_REQUEST 1_
In the passage about the congressional subpoena to Gonzales, by what deadline must the material be turned over?
_REQUEST 2_
Write a continuation of the passage about the congressional subpoena to Gonzales, picking up after its final sentence.

Conyers added that "further delay in receiving these materials will not serve any constructive purpose."

The subpoena demands that Gonzales turn over the material by Monday at 2 p.m., according to a copy released by the committee. It does not require Justice to reproduce copies of documents, totaling nearly 4,000 pages, that were turned over in recent weeks, except in cases where the previous versions were censored.

The Justice Department did not immediately respond.

The subpoena was issued today, one week before the Attorney General is scheduled to appear before the committee to answer questions about the purge.

Not to be left out, the Senate is getting in the game too. Both of the Senators from Wisconsin are probing the wrongful prosecution and conviction of a state employee. Georgia Thompson was wrongly convicted on a corruption charge and served four months in prison, simply for doing her job in a Democratic administration. On appeal, the verdict was vacated and the defendant ordered immediately released from custody.

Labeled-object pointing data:

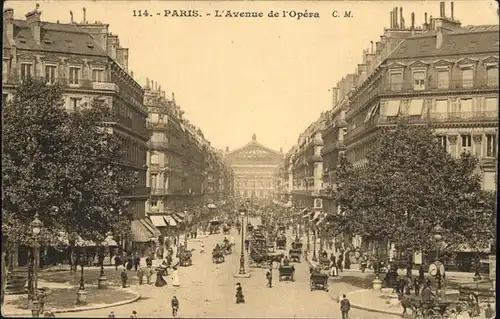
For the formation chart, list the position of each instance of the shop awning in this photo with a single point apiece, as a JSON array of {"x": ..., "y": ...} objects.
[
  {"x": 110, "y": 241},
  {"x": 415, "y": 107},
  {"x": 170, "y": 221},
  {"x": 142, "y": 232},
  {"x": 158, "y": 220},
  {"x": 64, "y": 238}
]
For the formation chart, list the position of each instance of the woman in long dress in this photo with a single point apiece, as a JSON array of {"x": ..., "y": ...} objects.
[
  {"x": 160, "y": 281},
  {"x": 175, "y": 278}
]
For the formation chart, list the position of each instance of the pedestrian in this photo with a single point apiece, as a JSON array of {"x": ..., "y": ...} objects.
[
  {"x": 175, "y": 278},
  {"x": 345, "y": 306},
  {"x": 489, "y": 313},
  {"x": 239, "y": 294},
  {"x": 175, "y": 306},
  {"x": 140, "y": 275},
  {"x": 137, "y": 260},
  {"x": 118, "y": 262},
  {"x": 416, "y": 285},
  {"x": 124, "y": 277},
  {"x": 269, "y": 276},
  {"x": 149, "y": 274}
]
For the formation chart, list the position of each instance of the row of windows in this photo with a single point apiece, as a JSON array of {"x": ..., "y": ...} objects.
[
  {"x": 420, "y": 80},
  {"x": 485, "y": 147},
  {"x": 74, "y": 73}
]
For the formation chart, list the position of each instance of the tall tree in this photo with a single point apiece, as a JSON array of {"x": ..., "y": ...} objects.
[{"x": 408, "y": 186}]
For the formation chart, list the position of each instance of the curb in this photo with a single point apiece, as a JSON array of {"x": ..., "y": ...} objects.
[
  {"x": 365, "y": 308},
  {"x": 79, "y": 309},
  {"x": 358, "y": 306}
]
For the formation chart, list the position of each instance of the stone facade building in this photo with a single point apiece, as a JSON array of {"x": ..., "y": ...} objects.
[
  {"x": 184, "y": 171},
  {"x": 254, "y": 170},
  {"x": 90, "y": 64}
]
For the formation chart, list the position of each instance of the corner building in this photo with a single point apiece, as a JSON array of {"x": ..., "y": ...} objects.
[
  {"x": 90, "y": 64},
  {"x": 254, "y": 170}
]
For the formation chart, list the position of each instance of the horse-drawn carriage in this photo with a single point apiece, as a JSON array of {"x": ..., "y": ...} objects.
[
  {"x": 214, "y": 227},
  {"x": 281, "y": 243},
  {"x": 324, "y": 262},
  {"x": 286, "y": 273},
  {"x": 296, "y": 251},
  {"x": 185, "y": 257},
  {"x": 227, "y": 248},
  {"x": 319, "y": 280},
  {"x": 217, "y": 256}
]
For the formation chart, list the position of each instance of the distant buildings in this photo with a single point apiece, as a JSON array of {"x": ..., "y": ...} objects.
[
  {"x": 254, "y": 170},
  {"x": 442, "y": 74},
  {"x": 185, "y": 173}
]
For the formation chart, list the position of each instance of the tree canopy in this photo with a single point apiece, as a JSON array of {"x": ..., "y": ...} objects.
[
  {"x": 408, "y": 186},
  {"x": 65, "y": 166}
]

--

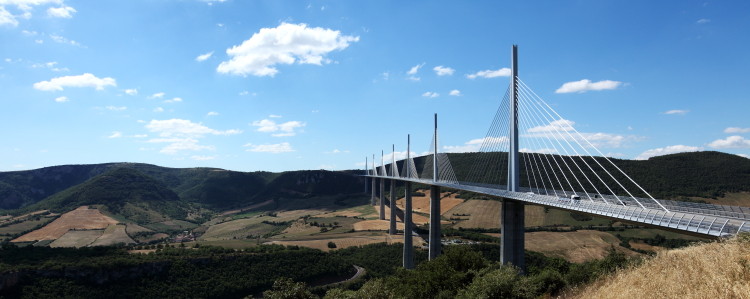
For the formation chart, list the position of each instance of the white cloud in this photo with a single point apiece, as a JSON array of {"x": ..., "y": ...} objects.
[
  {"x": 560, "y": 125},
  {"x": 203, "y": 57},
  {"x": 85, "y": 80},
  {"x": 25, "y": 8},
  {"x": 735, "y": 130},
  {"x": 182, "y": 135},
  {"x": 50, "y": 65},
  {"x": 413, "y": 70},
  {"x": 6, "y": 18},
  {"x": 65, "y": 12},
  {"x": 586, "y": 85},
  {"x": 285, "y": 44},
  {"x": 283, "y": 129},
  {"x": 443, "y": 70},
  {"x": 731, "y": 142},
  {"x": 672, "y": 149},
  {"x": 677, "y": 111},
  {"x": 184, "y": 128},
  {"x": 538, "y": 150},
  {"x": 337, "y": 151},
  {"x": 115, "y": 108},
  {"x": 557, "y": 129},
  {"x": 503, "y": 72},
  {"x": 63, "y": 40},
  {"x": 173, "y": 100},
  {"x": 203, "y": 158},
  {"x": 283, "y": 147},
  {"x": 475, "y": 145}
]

_EXERCISE RESPONSE 1_
By Monday at 2 p.m.

_EXERCISE RESPONSE 2_
The case against Ms. Thompson was flogged mightily during the run-up to the mid-term electiosn. Now we know that it was a political witch-hunt and the conviction of Ms. Thompson was cited prominently by Republicans during an unsuccessful challenge of Wisconsin's Democratic governor last year.

It is obvious to all that her persecution was political. Those responsible need to pay, and pay dearly.

Justice can not be subverted and politicized. Not by either side. Not if we want to remain a society of laws.